• **Source material**:
========

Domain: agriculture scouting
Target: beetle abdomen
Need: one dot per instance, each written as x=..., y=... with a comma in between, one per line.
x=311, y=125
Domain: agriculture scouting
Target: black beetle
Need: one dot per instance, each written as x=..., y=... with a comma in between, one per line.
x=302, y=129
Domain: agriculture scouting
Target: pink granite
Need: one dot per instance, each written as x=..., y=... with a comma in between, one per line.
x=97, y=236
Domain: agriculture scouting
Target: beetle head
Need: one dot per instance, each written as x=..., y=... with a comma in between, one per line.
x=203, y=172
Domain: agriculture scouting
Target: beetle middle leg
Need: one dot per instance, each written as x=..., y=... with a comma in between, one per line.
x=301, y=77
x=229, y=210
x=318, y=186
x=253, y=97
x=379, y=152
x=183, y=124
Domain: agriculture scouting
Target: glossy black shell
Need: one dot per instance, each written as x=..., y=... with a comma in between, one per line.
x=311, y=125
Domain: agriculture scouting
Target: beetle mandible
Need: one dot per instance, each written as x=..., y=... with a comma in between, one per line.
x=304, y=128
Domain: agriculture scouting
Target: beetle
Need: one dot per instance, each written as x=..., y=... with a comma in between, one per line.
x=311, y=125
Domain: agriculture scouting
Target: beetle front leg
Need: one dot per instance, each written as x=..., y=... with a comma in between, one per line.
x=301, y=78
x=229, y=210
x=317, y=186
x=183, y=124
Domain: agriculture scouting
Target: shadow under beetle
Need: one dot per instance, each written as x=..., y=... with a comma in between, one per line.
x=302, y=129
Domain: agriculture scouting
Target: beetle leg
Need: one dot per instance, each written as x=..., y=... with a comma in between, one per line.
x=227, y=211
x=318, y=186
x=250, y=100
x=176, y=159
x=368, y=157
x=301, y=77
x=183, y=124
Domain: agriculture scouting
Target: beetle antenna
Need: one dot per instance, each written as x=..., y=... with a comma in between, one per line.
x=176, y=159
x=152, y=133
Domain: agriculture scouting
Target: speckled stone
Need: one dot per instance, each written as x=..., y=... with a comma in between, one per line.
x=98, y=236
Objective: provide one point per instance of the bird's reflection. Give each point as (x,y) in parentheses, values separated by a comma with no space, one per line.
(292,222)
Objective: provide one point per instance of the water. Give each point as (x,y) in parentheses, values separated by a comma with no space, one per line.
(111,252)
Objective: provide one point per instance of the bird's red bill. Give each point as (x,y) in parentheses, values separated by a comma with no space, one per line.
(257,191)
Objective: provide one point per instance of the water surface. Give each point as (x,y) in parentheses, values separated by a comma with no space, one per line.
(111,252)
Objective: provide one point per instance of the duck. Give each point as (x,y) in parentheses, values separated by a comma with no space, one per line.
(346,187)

========

• **Your task**:
Output only the lines from the one that contains "Objective: provide one point per instance of the water." through the last line of the data above, each restated exactly.

• **Reply**:
Objective: provide one point per instance of the water. Give each point as (x,y) in parentheses, values separated by a comma with no space, one per line.
(111,252)
Objective: provide one point per instance of the bird's red bill. Give each point as (x,y) in parentheses, values separated by a comma with no space, one per line.
(257,191)
Objective: provide one point per instance of the water surface. Give each point as (x,y) in parentheses, values separated by a comma with no space, one per line.
(111,252)
Objective: provide one point per instance of the duck. Give each point as (x,y) in parentheses, values separated by a comma with no space, one per line.
(346,187)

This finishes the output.